##### Records supplied #####

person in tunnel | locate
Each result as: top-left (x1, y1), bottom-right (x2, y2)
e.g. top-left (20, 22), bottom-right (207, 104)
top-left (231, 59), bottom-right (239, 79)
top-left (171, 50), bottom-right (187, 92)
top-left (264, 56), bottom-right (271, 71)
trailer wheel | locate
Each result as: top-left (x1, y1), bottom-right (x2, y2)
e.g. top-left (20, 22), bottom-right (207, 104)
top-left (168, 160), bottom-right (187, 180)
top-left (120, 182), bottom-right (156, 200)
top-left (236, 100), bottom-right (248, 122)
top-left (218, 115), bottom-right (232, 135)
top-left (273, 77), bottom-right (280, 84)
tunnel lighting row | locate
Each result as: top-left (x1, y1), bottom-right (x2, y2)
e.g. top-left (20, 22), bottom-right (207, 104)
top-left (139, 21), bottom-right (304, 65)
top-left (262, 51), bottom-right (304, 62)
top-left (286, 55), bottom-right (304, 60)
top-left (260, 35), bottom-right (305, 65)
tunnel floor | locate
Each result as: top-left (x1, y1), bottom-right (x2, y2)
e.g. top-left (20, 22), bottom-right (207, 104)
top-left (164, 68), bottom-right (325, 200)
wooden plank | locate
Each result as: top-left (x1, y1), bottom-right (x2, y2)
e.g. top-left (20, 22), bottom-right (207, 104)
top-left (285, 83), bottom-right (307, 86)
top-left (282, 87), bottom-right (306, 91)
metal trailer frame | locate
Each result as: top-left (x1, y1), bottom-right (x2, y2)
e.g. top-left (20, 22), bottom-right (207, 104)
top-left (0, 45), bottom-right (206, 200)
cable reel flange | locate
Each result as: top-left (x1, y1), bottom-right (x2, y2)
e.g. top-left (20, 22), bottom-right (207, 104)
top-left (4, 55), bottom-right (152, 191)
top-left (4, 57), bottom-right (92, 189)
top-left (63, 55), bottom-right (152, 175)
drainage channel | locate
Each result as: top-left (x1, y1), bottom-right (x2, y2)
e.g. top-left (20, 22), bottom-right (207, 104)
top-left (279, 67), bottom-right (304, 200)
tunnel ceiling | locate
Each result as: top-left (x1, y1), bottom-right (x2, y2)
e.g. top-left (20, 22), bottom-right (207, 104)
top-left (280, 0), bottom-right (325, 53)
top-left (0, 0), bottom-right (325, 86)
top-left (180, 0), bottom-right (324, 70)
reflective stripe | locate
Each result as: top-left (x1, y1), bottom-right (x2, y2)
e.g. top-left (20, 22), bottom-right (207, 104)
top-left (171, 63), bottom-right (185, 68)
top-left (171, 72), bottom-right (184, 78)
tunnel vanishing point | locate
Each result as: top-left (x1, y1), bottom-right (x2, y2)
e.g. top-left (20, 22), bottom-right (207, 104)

#####

- Problem statement: Going through the records above, state how many lines carry "locate", with no other text.

- Written reply: 11